Page text:

┌──

Writing a New ID resolver
------------------------------------

An IdResolver factory will create an IdResolver which will read and parse data from a file or database containing identifier information, to save them to a Java map which will be writen to a cached file. 

The new factory class need to inherit super class IdResolverFactory:

.. code-block:: java

  public class HumanIdResolverFactory extends IdResolverFactory

createIdResolver method:

.. code-block:: java

  // 1. check if the resolver which has the taxon and class has already been created
  resolver.hasTaxonAndClassName(taxonId, this.clsCol.iterator().next())
  
  // 2. Restore cached data from file. New data will be append to the cached file.
  boolean isCachedIdResolverRestored = restoreFromFile(); 
 
  // 3. To implement reading and parsing data from a customized file/db, see createFromFile method and createFromDb method.
  
createFromFile method:

.. code-block:: java

  // Ref HumanIdResolverFactory.java
  // Parse a tab delimited file. Add to resolver.
  String symbol = line[0];

  resolver.addMainIds(taxonId, symbol, Collections.singleton(symbol));

createFromDb method:

.. code-block:: java
  
  // Ref FlyBaseIdResolverFactory.java
  // 1. Set db connection parameters in MINE.properties, scroll up to see flybase chado setting.
  // 2. Connect to the database and query the data.

└──

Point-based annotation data
┌──

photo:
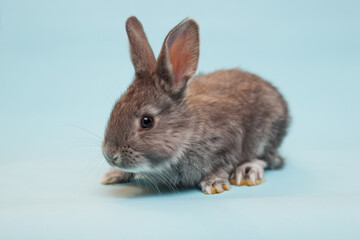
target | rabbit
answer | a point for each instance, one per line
(208, 131)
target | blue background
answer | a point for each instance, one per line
(63, 64)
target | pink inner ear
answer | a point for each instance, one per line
(180, 53)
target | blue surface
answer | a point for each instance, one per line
(64, 63)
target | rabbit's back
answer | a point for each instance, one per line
(247, 112)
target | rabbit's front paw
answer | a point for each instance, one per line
(114, 176)
(249, 173)
(217, 182)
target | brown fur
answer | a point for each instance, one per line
(204, 129)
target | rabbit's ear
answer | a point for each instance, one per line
(179, 57)
(141, 53)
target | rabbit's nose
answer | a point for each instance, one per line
(111, 158)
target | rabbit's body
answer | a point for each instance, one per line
(223, 126)
(250, 132)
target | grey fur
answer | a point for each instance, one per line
(209, 125)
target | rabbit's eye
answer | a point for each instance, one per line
(146, 122)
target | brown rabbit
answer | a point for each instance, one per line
(204, 131)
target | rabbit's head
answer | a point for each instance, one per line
(150, 123)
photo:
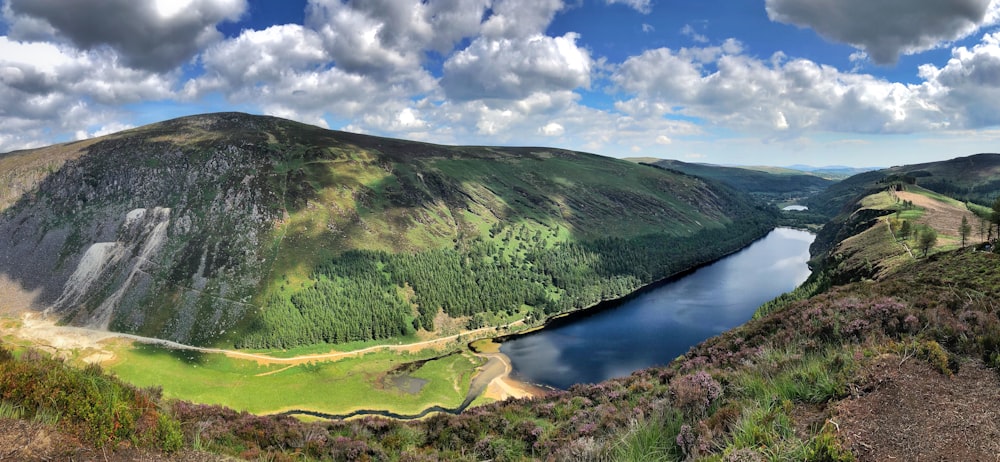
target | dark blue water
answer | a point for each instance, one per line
(661, 323)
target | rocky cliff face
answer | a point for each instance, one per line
(150, 231)
(185, 229)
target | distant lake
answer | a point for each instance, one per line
(660, 323)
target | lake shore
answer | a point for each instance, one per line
(501, 385)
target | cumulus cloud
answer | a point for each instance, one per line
(778, 96)
(689, 31)
(516, 68)
(642, 6)
(887, 29)
(49, 88)
(512, 19)
(552, 129)
(383, 36)
(968, 84)
(154, 35)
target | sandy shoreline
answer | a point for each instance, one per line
(502, 386)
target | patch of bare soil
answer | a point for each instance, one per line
(26, 441)
(911, 412)
(943, 217)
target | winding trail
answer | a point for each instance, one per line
(47, 333)
(492, 377)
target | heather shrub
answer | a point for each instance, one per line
(694, 393)
(98, 407)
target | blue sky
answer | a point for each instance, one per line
(774, 82)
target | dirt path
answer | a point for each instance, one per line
(908, 411)
(943, 217)
(44, 332)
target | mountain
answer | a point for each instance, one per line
(262, 232)
(867, 370)
(974, 178)
(770, 185)
(833, 172)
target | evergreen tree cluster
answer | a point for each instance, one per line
(360, 295)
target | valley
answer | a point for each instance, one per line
(254, 287)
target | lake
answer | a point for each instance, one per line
(657, 324)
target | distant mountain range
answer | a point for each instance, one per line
(258, 231)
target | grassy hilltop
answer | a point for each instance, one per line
(260, 232)
(889, 355)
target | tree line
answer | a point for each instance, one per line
(370, 295)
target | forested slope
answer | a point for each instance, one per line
(258, 231)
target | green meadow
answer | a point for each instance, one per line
(334, 387)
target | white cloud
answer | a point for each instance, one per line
(516, 68)
(642, 6)
(157, 36)
(513, 19)
(48, 89)
(774, 97)
(552, 129)
(886, 29)
(689, 31)
(967, 87)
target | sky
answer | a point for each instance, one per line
(735, 82)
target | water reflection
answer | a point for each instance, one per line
(656, 326)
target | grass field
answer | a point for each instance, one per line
(331, 387)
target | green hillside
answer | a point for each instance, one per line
(773, 184)
(871, 370)
(973, 178)
(262, 232)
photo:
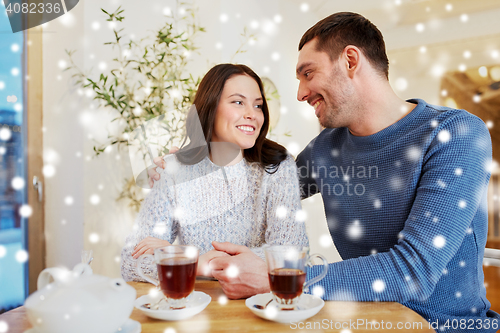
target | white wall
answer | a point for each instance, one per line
(72, 125)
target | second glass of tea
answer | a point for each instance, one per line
(176, 266)
(287, 275)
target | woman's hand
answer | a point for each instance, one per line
(148, 246)
(204, 262)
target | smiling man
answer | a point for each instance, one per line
(404, 186)
(407, 211)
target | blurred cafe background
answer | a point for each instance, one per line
(64, 187)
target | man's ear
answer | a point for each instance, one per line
(352, 59)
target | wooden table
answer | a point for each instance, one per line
(234, 316)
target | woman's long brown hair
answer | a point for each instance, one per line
(267, 153)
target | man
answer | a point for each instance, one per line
(403, 184)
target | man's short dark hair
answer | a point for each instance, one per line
(337, 31)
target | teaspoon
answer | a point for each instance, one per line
(260, 307)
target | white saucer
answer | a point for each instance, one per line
(130, 326)
(308, 306)
(197, 303)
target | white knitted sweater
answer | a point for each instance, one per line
(197, 204)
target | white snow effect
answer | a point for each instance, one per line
(413, 153)
(301, 216)
(222, 300)
(325, 240)
(396, 183)
(232, 271)
(95, 199)
(49, 170)
(444, 136)
(18, 183)
(94, 238)
(281, 212)
(378, 286)
(160, 228)
(318, 291)
(271, 312)
(355, 231)
(5, 134)
(25, 211)
(21, 256)
(68, 200)
(441, 183)
(4, 327)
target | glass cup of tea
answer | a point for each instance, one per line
(287, 275)
(176, 265)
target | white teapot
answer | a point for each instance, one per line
(79, 302)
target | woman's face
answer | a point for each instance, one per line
(239, 116)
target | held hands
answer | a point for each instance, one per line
(204, 268)
(148, 246)
(242, 274)
(159, 161)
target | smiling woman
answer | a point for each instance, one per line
(251, 199)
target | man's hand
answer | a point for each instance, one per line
(241, 275)
(159, 161)
(204, 262)
(148, 246)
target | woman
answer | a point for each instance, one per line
(251, 199)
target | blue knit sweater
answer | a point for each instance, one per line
(406, 208)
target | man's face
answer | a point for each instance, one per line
(325, 86)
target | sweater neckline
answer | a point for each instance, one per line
(231, 171)
(387, 133)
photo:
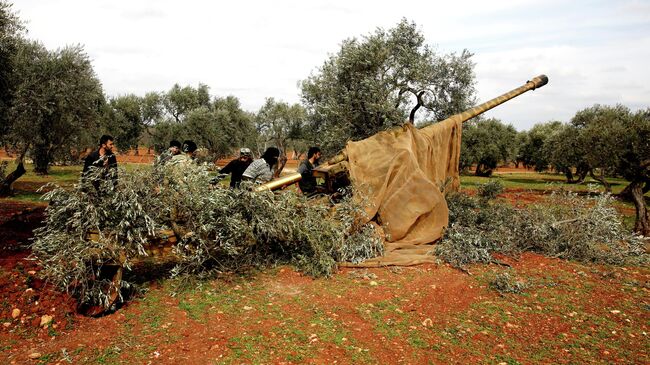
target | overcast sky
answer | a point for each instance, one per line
(592, 51)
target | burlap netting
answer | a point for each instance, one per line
(402, 171)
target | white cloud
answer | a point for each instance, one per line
(592, 51)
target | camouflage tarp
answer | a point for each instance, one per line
(402, 171)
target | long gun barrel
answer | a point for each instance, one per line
(533, 84)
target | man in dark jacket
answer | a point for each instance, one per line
(308, 184)
(102, 161)
(237, 167)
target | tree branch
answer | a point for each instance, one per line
(417, 106)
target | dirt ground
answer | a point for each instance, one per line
(569, 313)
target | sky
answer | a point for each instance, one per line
(593, 52)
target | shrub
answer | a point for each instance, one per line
(218, 229)
(490, 189)
(566, 226)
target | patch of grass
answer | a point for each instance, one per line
(539, 182)
(108, 356)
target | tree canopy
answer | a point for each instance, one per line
(376, 82)
(486, 143)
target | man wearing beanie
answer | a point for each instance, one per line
(187, 157)
(173, 150)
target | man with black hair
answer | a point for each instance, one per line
(103, 159)
(187, 157)
(308, 183)
(237, 167)
(261, 170)
(173, 150)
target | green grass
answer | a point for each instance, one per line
(540, 182)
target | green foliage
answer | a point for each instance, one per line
(567, 226)
(217, 229)
(371, 84)
(506, 284)
(486, 143)
(124, 120)
(533, 150)
(56, 102)
(490, 189)
(71, 257)
(219, 125)
(280, 124)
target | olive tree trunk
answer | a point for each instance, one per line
(642, 223)
(5, 185)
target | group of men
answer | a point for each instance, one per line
(242, 168)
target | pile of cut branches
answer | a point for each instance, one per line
(100, 223)
(569, 226)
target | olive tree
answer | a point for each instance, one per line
(281, 125)
(634, 165)
(124, 120)
(380, 81)
(55, 105)
(532, 151)
(486, 143)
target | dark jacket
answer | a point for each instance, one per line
(108, 162)
(236, 168)
(308, 182)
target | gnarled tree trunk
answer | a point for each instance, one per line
(5, 185)
(642, 223)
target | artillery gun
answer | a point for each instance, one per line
(335, 173)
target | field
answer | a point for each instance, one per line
(568, 312)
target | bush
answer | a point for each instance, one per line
(218, 229)
(566, 226)
(490, 189)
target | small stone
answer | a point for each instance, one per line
(45, 320)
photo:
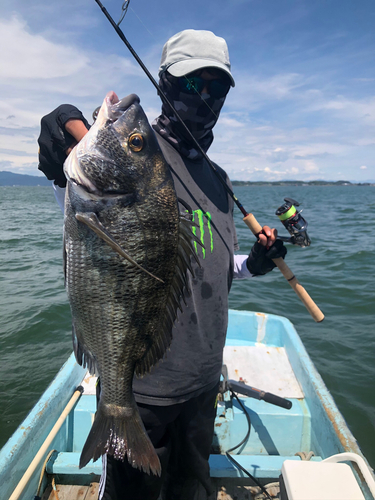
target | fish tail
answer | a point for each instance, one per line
(120, 433)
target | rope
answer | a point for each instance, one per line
(227, 453)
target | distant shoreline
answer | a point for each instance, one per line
(18, 180)
(301, 183)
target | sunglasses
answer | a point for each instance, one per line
(195, 84)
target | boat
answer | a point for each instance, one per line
(278, 430)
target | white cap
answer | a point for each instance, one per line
(191, 50)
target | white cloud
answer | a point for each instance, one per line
(28, 56)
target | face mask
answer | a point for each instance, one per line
(199, 113)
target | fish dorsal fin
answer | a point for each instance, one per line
(178, 287)
(92, 221)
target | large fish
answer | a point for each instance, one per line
(127, 251)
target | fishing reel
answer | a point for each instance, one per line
(294, 223)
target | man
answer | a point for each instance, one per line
(60, 131)
(177, 399)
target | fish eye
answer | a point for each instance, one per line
(136, 142)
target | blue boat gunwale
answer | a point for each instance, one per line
(37, 425)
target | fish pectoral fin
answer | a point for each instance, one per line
(91, 220)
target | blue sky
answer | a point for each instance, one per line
(304, 102)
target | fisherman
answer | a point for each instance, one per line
(177, 399)
(60, 131)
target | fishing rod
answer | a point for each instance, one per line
(248, 218)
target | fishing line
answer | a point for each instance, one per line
(166, 100)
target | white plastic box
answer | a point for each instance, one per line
(306, 480)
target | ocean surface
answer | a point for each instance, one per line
(338, 271)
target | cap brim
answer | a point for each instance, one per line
(181, 68)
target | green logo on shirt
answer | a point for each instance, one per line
(201, 217)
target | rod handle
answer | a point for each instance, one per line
(305, 298)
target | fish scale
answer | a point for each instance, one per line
(127, 254)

└──

Tasks to perform:
a - In the ID resolver text, which superclass must the new factory class inherit?
b - From the ID resolver text, set down the passage that opens with the words "public class HumanIdResolverFactory" and closes with "the cached file.".
c - Write the next part of the ID resolver text, picking up after its final line.

Task-by-task results:
a - IdResolverFactory

b -
public class HumanIdResolverFactory extends IdResolverFactory

createIdResolver method:

.. code-block:: java

  // 1. check if the resolver which has the taxon and class has already been created
  resolver.hasTaxonAndClassName(taxonId, this.clsCol.iterator().next())
  
  // 2. Restore cached data from file. New data will be append to the cached file.

c -
  // 3. Parse ResultSet, addIdsFromResultSet method 

Multiple taxon ids:

.. code-block:: java

  // Ref EntrezGeneIdResolverFactory.java
  public IdResolver getIdResolver(Set<String> taxonIds) {
        if (taxonIds == null || taxonIds.isEmpty()) {
            return null;
        }
        return getIdResolver(taxonIds, true);
  }

Multiple classes:

.. code-block:: java

  // Ref FlyBaseIdResolverFactory.java
  public FlyBaseIdResolverFactory(Set<String> clsCol) {
      // clsCol is set in parent class IdResolverFactory.java  
      this.clsCol = clsCol;
  }
  
Multiple files or mixture of file and db:

.. code-block:: java

  // We don't have an example to handle muliple files, but one can always add them and parse them one by one.
  // We have an example of handling db and file together, ref WormBaseIdResolverFactory.java 

Add resolver factory to IdResolverService:

.. code-block:: java

  // Ref IdResolverService.java
  public static IdResolver getHumanIdResolver() {
      return new HumanIdResolverFactory().getIdResolver(false);
  }

  public static IdResolver getHumanIdResolver(boolean failOnError) {
      return new HumanIdResolverFactory().getIdResolver(failOnError);
  }

Future Plans
-----------------------------------

* generalized resolver factory which will read a configuration file to be aware identifier information by column. e.g. type=tab, column.0=mainId, etc.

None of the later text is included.